**RAW DATA**
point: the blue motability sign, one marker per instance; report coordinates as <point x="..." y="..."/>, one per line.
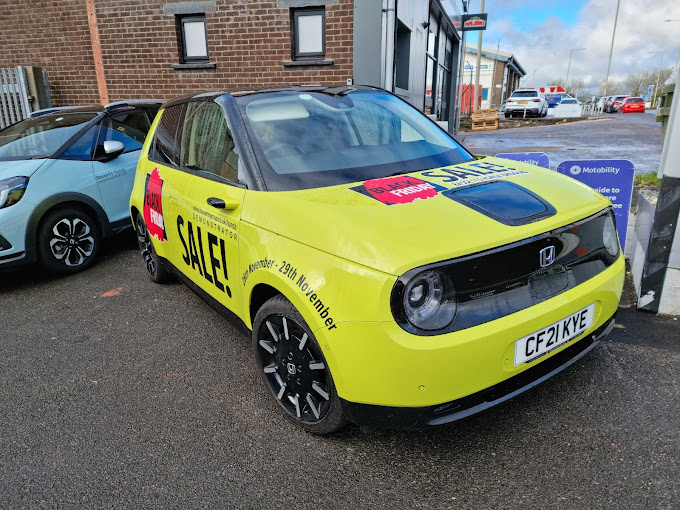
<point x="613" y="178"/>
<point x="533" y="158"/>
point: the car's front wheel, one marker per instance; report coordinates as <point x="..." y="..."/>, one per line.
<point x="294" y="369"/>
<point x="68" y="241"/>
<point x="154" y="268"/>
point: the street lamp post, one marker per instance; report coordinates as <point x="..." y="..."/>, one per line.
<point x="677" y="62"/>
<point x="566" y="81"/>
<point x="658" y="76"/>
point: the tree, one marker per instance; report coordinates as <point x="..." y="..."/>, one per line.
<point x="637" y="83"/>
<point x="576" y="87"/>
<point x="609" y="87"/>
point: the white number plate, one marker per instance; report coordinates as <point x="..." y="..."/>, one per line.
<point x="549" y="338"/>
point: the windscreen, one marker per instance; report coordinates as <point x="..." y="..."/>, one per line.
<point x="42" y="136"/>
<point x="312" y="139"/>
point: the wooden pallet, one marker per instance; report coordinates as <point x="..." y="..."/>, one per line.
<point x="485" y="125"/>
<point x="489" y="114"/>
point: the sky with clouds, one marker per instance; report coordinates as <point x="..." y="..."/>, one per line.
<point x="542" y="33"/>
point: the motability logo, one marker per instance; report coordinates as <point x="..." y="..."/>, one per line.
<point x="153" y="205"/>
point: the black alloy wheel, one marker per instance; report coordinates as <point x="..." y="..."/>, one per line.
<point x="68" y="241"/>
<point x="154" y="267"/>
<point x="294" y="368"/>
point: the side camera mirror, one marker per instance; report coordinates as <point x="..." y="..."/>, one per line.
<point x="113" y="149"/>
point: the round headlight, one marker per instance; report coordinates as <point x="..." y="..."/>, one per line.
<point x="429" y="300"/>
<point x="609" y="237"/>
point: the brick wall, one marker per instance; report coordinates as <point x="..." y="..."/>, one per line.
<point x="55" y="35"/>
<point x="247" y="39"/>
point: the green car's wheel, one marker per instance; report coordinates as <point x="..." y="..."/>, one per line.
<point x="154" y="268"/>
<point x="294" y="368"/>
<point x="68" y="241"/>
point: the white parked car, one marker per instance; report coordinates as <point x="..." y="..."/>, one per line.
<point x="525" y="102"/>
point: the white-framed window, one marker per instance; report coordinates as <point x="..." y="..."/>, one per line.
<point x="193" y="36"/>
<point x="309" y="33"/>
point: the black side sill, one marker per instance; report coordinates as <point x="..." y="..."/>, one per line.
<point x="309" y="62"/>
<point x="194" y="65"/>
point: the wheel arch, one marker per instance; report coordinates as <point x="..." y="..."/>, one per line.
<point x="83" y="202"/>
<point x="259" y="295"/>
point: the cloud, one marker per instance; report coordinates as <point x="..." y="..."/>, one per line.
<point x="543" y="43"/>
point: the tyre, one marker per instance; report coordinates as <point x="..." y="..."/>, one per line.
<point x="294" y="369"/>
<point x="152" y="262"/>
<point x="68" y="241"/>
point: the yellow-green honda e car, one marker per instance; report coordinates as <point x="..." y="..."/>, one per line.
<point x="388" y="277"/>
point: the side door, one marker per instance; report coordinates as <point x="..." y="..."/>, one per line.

**WHAT IS NEEDED**
From the line containing "point: the tyre, one" to the last line above, repeat every line exactly and nothing else.

**ANSWER SPACE**
point: the tyre, one marker per instance; report coordinates as <point x="..." y="..."/>, one per line.
<point x="294" y="369"/>
<point x="152" y="262"/>
<point x="68" y="241"/>
point: the yellow-green honda e car, one marker per instance; report coordinates as <point x="..." y="..."/>, one per line.
<point x="388" y="277"/>
point: the side door, one marker per instance; report coordinates as <point x="..." y="..."/>, one per line.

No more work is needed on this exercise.